### [Vorgegebener Text]
▬▬▬

Schwäbische Zeitung (Laupheim)
„Dieses Stück ist eine große Freude“
Regisseur Christian von Götz über „My Fair Lady“- Premiere heute im Theater Ulm
ULM - Christian von Götz hat „My Fair Lady“fürs Ulmer Theater inszeniert. Es ist bereits das vierte Mal, dass er diesen Klassiker auf die Bühne bringt. Warum er dieses Musical so mag – einige andere aber gar nicht, sagt er im Gespräch mit Marcus Golling.
Herr von Götz, Sie inszenieren „My Fair Lady“, das am Donnerstag im Theater Ulm Premiere hat, bereits zum vierten Mal. Was interessiert sie noch an diesem Gassenhauer der Musicalwelt?
Mich interessiert das, was mich von Anfang an interessiert hat an dem Werk. Es ist einfach ein unglaublich gut gebautes Stück – das meiner Meinung nach sogar auf dem GymnasialLehrplan gehört. Es ist ein Märchen mit unglaublich spannenden Nebenthematiken, ein sozialkritisches Werk, es ist toll orchestriert und hat starke Szenen und Figuren. Im Musicalbereich kann da nur die „West Side Story“mithalten.
In „My Fair Lady“geht es um Zähmung einer Frau durch einen höhergestellten Mann. Ist das 2018 nicht ein bisschen problematisch?
Das Gegenteil ist der Fall. Henry Higgins scheitert an Eliza Doolittles Emanzipationsdrang. Er will sie als ein Spielzeug benutzen – und am Ende stellen wir fest, dass sie ihn benutzt. Die Sprache, die sie erlernt, ist Synonym für Bildung. Dadurch, dass sie ihren Soziolekt ablegt, kann sie auch intellektuell reifen. Ein Kern des Stückes ist die Utopie, dass Bildung uns retten kann.
Was sind Higgins und Eliza Doolittle für Menschen?
Wir können Higgins mögen, weil er etwas Schillerndes hat. Sein Zynismus kennt keinen Standesunterschied. Er wettert in Ascot genauso über die Upper Class wie er sich über Vater Doolittle lustig macht. Er ist ein krasser Soziopath, der in jeder Hinsicht emotional scheitert. Am Ende des Werkes steht er an der Klippe, sein ganzes ungelebtes Leben bricht über ihm zusammen. Ich kann auch nicht sagen, dass Eliza eine schwache Figur ist. Man hat das Gefühl hat, dass mehr als 100 Jahre zwischen den beiden Figuren klaffen. Higgins gehört mit seinem nahezu hinterwäldlerischen Frauenbild ins 19. Jahrhundert. 2018 würde er – zu Recht – kommt niedergegendert. Eliza verweist mit ihrem Freiheitsdrang sogar in eine nachemanzipatorische Zeit.

▬▬▬

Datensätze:

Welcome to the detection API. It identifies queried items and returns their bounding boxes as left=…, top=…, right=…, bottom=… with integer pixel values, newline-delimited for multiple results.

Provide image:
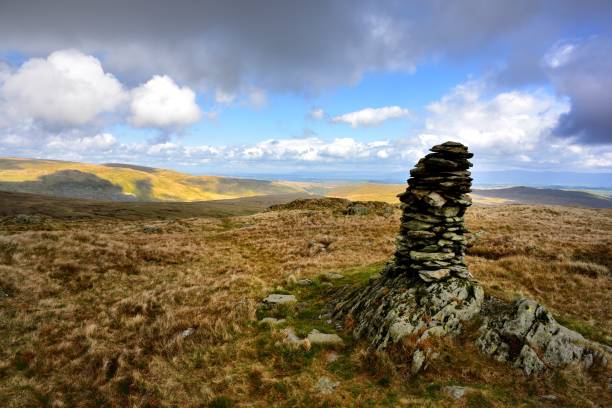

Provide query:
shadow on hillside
left=0, top=170, right=153, bottom=201
left=102, top=163, right=157, bottom=174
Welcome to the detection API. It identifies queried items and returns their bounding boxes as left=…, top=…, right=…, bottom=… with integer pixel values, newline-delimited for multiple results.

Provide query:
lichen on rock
left=332, top=142, right=611, bottom=375
left=476, top=299, right=609, bottom=375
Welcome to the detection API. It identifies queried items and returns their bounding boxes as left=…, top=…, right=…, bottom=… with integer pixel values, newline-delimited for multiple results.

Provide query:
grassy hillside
left=0, top=191, right=312, bottom=220
left=0, top=200, right=612, bottom=407
left=474, top=187, right=612, bottom=208
left=0, top=158, right=304, bottom=201
left=325, top=183, right=612, bottom=208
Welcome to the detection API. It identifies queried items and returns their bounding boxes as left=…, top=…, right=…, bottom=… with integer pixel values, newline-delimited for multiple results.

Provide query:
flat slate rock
left=263, top=293, right=297, bottom=305
left=315, top=377, right=340, bottom=395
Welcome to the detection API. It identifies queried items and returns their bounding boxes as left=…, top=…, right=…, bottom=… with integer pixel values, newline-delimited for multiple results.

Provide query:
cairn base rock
left=332, top=142, right=611, bottom=375
left=333, top=274, right=484, bottom=372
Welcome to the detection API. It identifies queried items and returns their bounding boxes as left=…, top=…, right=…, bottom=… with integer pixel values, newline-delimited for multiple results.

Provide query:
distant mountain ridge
left=0, top=158, right=612, bottom=208
left=473, top=186, right=612, bottom=208
left=0, top=158, right=306, bottom=201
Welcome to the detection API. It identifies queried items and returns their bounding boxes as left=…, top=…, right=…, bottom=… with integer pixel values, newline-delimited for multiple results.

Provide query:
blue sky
left=0, top=0, right=612, bottom=183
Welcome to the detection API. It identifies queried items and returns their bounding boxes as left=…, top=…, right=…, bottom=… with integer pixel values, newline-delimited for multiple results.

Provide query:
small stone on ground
left=263, top=293, right=297, bottom=305
left=181, top=327, right=195, bottom=338
left=442, top=385, right=468, bottom=399
left=259, top=317, right=285, bottom=327
left=307, top=329, right=344, bottom=346
left=315, top=377, right=340, bottom=395
left=296, top=278, right=313, bottom=286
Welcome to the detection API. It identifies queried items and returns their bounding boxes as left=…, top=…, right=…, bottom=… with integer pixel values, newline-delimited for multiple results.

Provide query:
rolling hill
left=0, top=158, right=612, bottom=208
left=0, top=158, right=305, bottom=201
left=326, top=183, right=612, bottom=208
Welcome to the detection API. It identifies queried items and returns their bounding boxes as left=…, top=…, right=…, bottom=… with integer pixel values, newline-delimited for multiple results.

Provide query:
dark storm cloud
left=0, top=0, right=609, bottom=92
left=546, top=37, right=612, bottom=144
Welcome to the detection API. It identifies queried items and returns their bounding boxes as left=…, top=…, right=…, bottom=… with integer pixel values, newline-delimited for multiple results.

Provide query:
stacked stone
left=390, top=142, right=473, bottom=282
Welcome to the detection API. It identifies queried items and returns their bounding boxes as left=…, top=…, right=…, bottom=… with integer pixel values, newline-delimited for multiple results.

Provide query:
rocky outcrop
left=332, top=142, right=610, bottom=375
left=334, top=142, right=484, bottom=372
left=334, top=274, right=484, bottom=373
left=477, top=299, right=610, bottom=375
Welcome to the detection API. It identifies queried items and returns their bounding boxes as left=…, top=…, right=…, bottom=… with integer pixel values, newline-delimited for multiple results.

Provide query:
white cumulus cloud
left=331, top=106, right=410, bottom=128
left=0, top=50, right=127, bottom=125
left=418, top=81, right=569, bottom=157
left=46, top=133, right=117, bottom=152
left=130, top=75, right=202, bottom=127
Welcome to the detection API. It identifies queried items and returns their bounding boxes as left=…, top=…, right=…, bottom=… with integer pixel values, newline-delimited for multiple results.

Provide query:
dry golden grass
left=0, top=202, right=612, bottom=407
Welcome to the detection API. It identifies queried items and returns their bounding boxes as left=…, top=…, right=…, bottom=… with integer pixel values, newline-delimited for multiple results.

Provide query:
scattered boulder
left=442, top=385, right=469, bottom=400
left=263, top=293, right=297, bottom=305
left=325, top=351, right=340, bottom=363
left=259, top=317, right=286, bottom=327
left=476, top=299, right=609, bottom=375
left=295, top=278, right=314, bottom=286
left=142, top=225, right=164, bottom=234
left=306, top=329, right=344, bottom=346
left=315, top=377, right=340, bottom=395
left=13, top=214, right=43, bottom=225
left=282, top=327, right=310, bottom=350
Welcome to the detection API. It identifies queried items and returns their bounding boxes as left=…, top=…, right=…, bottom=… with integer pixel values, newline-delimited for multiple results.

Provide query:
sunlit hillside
left=0, top=158, right=304, bottom=201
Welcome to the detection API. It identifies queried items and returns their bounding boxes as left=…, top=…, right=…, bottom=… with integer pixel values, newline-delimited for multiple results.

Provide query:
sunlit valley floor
left=0, top=199, right=612, bottom=407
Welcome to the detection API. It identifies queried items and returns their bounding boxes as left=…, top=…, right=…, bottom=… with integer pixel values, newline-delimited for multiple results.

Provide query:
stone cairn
left=387, top=142, right=473, bottom=282
left=331, top=142, right=612, bottom=375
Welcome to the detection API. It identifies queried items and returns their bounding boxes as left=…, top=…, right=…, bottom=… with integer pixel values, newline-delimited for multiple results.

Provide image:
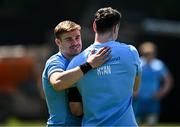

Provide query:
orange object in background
left=0, top=57, right=35, bottom=93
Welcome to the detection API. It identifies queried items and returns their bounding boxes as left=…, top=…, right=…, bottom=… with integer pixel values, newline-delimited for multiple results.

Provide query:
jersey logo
left=96, top=65, right=111, bottom=76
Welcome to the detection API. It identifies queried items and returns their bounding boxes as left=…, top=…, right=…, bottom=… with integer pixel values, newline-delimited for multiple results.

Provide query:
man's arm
left=49, top=47, right=111, bottom=91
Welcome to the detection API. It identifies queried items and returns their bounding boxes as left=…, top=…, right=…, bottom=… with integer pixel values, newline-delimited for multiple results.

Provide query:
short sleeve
left=129, top=45, right=142, bottom=75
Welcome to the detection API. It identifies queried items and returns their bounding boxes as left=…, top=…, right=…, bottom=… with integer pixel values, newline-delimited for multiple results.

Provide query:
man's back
left=69, top=41, right=140, bottom=126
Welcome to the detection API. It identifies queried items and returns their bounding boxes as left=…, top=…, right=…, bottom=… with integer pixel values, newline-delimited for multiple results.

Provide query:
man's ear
left=55, top=38, right=61, bottom=46
left=93, top=21, right=97, bottom=33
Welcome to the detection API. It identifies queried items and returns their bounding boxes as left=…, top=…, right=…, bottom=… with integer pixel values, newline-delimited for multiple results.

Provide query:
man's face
left=59, top=30, right=82, bottom=58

▬▬▬

### [Aufgabe 1]
Übertrage diesen Satz aus dem Interview zu „My Fair Lady“ ins Englische: „Ein Kern des Stückes ist die Utopie, dass Bildung uns retten kann.“
### [Aufgabe 2]
Schreib das Interview zu „My Fair Lady“ im Anschluss an seinen letzten Satz weiter.
Die Datensätze stehen in keinem Zusammenhang mit dem Text.

### [Lösung 1]
One core of the play is the utopia that education can save us.

### [Lösung 2]
Haben Sie Mitleid mit Higgins?
Jede große Theaterfigur ist ambivalent. Und er ist sowohl ein Arschloch als auch das Opfer seiner eigenen Konstrukte.
In Ulm wird die deutsche Fassung gespielt, in der Eliza und die anderen Leute von der Straße berlinern. Bekommen das die Darsteller gut hin? Ihre Eliza ist Österreicherin.
Das macht Maria Rosendorfsky gut! Ulm ist nur ein mittleres Haus, aber das Stück ist bis in die kleinsten Rollen gut und liebevoll besetzt. Das hat sich schon in den Vorgesprächen herausgestellt. Solche Stücke funktionieren nur, wenn sie von den Theatern hochgehängt werden. Für diesen Abend steht quasi das Schauspiel still, und auch das Musiktheater zeigt parallel nur eine Kammeroper. Nehmen wir die Figur der Mrs. Hopkins. Die hat einen Monolog von nicht einmal zwei Minuten – und sie wird von Marie Luisa Kerkhoff gespielt, derzeit auch die Amalie in „Die Räuber“. Mit so einer Besetzung ist das Berlinern überhaupt kein Thema. Ich finde die Übersetzung sehr gelungen, auch in den Details. Ich kenne keine bessere.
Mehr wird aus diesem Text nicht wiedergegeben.